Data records
>> begin

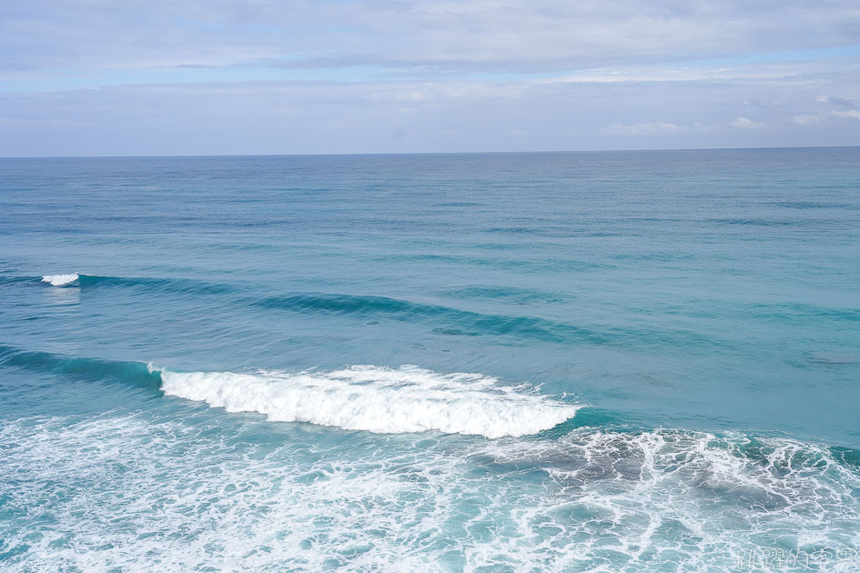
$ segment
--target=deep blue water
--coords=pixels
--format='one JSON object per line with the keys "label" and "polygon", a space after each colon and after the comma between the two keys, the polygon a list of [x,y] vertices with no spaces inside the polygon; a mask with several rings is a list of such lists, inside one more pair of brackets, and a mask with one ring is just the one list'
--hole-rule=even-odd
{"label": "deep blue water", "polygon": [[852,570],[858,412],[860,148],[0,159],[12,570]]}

>> end
>> begin

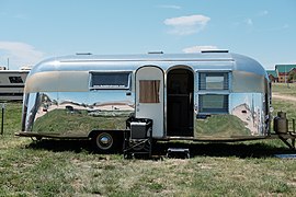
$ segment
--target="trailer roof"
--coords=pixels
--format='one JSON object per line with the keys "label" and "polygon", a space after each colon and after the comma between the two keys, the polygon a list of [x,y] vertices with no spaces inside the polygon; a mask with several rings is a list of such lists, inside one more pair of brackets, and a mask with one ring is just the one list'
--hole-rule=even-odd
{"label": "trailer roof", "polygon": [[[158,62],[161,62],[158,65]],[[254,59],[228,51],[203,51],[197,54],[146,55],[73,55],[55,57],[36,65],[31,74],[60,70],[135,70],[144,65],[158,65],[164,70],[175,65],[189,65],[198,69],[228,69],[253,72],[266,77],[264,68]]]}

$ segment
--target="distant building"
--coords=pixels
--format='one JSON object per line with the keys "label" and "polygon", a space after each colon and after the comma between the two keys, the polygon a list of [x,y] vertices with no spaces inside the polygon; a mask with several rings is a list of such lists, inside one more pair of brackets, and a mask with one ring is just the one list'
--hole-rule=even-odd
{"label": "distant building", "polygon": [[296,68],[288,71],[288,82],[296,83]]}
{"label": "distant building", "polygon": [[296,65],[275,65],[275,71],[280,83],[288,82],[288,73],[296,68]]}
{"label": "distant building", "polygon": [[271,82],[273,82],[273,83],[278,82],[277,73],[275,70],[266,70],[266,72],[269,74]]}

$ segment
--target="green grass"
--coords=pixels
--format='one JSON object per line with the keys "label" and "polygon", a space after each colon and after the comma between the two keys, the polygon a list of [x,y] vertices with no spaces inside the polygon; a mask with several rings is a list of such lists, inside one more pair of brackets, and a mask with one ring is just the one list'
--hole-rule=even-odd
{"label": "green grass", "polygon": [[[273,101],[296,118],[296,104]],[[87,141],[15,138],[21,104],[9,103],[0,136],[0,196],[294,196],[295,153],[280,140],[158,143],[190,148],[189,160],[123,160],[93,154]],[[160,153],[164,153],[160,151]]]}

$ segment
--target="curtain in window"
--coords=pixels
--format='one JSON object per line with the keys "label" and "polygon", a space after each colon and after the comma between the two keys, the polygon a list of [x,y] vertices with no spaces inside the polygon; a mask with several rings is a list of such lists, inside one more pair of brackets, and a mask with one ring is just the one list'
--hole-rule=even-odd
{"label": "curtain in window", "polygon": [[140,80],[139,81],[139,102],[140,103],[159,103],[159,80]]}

>> end

* Stated task: Please pick out every line in the entries above that contains the string "target", and copy each one. Only matches in the same case count.

* Reply:
--target=deep blue water
--target="trailer roof"
--target="distant building"
--target="green grass"
--target="curtain in window"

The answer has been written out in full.